■ SELECTION ■
====================

I am intrigued by self-help books.  I love story. I am eager to understand where someone comes from, how they got where they are.  I am hopeful to learn from their struggles and their strategies, but I am also aware that we are each so different that the same ten point plan that worked for one may not work for others.  These success stories often downplay the interaction of talent with luck and timing.  If you were born during the Great Depression, survival alone might be a mighty success.  If you are an aspiring writer who happens to sit next to a well-respected agent during a flight from New York to London, good things might come from that happenstance.  If you are the son of a president, you might have a greater chance of becoming president yourself.

We can’t always tell what’s in people by looking at them though we make important decisions about them based on a glance.  I think of the story of two veterans.  Their lives came together on a battlefield.  One was down and taking enemy fire.  The other soldier swooped in and rescued the downed soldier.  The rescued soldier made a career in the military rising to the highest ranks at the Pentagon.  The rescuer is homeless.  Which one is a success?  The same story and the same circumstances leave them with two different outcomes.  If you save someone’s life, can you ever be an utter failure?  If you save someone’s life and that life goes on to achieve great success, are you not part of the success story, too?

====================

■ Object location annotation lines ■
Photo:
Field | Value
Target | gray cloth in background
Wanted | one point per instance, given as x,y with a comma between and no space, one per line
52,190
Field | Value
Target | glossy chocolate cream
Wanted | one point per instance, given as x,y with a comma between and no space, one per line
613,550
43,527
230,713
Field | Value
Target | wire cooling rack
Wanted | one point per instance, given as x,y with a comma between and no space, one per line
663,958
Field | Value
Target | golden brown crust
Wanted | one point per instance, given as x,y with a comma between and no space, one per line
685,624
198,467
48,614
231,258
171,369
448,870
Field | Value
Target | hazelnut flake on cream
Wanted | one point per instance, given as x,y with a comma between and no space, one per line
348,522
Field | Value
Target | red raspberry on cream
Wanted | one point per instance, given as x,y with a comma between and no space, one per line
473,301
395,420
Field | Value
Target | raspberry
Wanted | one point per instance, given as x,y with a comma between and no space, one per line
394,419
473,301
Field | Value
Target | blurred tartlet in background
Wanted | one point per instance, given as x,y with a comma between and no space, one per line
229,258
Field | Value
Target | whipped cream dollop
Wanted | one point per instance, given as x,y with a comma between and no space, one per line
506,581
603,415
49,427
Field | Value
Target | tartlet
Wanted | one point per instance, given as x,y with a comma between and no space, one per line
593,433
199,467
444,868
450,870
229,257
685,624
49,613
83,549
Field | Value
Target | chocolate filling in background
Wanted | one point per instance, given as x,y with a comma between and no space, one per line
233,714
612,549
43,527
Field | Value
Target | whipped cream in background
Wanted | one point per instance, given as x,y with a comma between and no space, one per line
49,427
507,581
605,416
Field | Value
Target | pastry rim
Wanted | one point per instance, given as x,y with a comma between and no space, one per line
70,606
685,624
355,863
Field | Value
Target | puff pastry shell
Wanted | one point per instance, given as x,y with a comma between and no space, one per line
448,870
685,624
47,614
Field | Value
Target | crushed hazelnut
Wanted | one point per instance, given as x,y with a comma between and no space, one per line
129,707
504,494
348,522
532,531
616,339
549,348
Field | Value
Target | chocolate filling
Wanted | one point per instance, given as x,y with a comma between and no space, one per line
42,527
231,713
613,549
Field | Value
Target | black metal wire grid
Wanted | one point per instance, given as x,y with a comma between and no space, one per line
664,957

====================

■ WHAT TO WORK ON ■
#1 Decide whether each statement agrees with the passage on success: (a) the rescued soldier ended up homeless, (b) success stories often downplay how talent interacts with luck and timing, (c) the same ten point plan works for everyone. Answer yes or no for each, and quote the words from the passage that decide it.
#2 According to the passage on success, where did the lives of the two veterans come together?
These lines have no connection to the passage on success.

■ EXERCISE RESPONSES ■
#1
(a) No: "The rescuer is homeless."
(b) Yes: "These success stories often downplay the interaction of talent with luck and timing."
(c) No: "the same ten point plan that worked for one may not work for others."

#2 On a battlefield.